# Given text
Add more short-circuit optimization scenarios for `OR` and `AND` #15636

acking-you · 2025-04-08T13:41:57Z

Is your feature request related to a problem or challenge?

As @berkaysynnada mentioned in #15462 (comment), there are two more cases that could benefit from short-circuit optimization.

Describe the solution you'd like

[true, true, true... true] AND [xxx] => return rhs, which is [xxx]
[false, false, false... false] OR [xxx] => return rhs, which is [xxx]

Describe alternatives you've considered

No response

Additional context

No response

The text was updated successfully, but these errors were encountered:

acking-you · 2025-04-08T13:43:01Z

It might be better to do this after it's completed at #15631.

kosiew · 2025-04-09T07:34:13Z

take

kosiew · 2025-04-09T07:50:40Z

@acking-you

It might be better to do this after it's completed at #15631.

I made an attempt at this anyway as it was a quick job.

We could revisit this after #15631

acking-you · 2025-04-09T09:33:15Z

@kosiew Thank you very much for your hard work and contribution. However, there might still be a point regarding a short-circuit optimization worth discussing: #15631 (comment)

# Dataset entries

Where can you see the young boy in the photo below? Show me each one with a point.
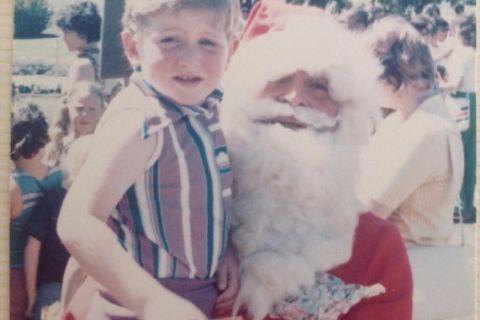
(159, 158)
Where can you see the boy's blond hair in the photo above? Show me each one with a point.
(137, 11)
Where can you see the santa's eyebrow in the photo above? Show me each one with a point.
(283, 79)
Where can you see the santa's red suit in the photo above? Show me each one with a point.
(379, 256)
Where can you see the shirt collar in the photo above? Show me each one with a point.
(177, 111)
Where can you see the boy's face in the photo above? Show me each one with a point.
(183, 55)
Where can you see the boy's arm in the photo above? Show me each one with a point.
(15, 199)
(227, 282)
(116, 159)
(32, 254)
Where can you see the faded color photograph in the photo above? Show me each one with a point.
(254, 160)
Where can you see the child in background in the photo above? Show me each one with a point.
(159, 158)
(84, 107)
(29, 180)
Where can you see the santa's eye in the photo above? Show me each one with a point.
(318, 86)
(168, 40)
(282, 81)
(208, 43)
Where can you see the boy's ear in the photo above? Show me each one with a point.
(130, 47)
(232, 48)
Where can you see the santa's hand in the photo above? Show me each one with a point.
(227, 282)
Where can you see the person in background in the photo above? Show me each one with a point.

# To be done
A) Rewrite the rows from the one containing "Where can you see the boy's blond" through the end of the rows, switching "santa's" to "Santa's" and leaving everything else unchanged.
B) Resume the short-circuit optimization thread from where it stops.
The rows have nothing to do with the short-circuit optimization thread.

# Responses to the tasks
A)
Where can you see the boy's blond hair in the photo above? Show me each one with a point.
(137, 11)
Where can you see the Santa's eyebrow in the photo above? Show me each one with a point.
(283, 79)
Where can you see the Santa's red suit in the photo above? Show me each one with a point.
(379, 256)
Where can you see the shirt collar in the photo above? Show me each one with a point.
(177, 111)
Where can you see the boy's face in the photo above? Show me each one with a point.
(183, 55)
Where can you see the boy's arm in the photo above? Show me each one with a point.
(15, 199)
(227, 282)
(116, 159)
(32, 254)
Where can you see the faded color photograph in the photo above? Show me each one with a point.
(254, 160)
Where can you see the child in background in the photo above? Show me each one with a point.
(159, 158)
(84, 107)
(29, 180)
Where can you see the Santa's eye in the photo above? Show me each one with a point.
(318, 86)
(168, 40)
(282, 81)
(208, 43)
Where can you see the boy's ear in the photo above? Show me each one with a point.
(130, 47)
(232, 48)
Where can you see the Santa's hand in the photo above? Show me each one with a point.
(227, 282)
Where can you see the person in background in the photo above? Show me each one with a point.

B)
If this optimization is confirmed, I think it could be achieved by returning an enum structure similar to the one below:

enum ShortCircuitStrategy<'a> {
    None,
    ReturnLeft,
    ReturnRight,
    PreSelection(&'a BooleanArray),
}

match check_short_circuit(&lhs, &self.op) {
            ShortCircuitStrategy::None => (),
            ShortCircuitStrategy::ReturnLeft => return Ok(lhs),
            ShortCircuitStrategy::ReturnRight => return self.right.evaluate(batch),
            ShortCircuitStrategy::PreSelection(boolean_array) => {
                return self.right.evaluate_selection(batch, boolean_array);
            }
        }

kosiew · 2025-04-11T01:54:24Z

Notes on generating the benchmark comparison results

on main branch
cargo bench --bench binary_op --profile=profiling -- --save-baseline main
on feature branch
cargo bench --bench binary_op --profile=profiling -- --baseline main
compare
python ...python-scripts/critcmp.py

#!/usr/bin/env python3

import os
import json
import typer
from typing import Optional, List
from pathlib import Path
from rich.console import Console
from rich.table import Table
from rich import print as rprint

app = typer.Typer()
console = Console()

# Constants
DEFAULT_CRITERION_DIR = Path.home() / ".cargo" / "target" / "criterion"


def find_criterion_dir() -> Path:
    """Locate the criterion directory in the user's cargo target directory."""
    if DEFAULT_CRITERION_DIR.exists():
        return DEFAULT_CRITERION_DIR
    raise FileNotFoundError(
        "Could not find criterion directory. Please specify path explicitly."
    )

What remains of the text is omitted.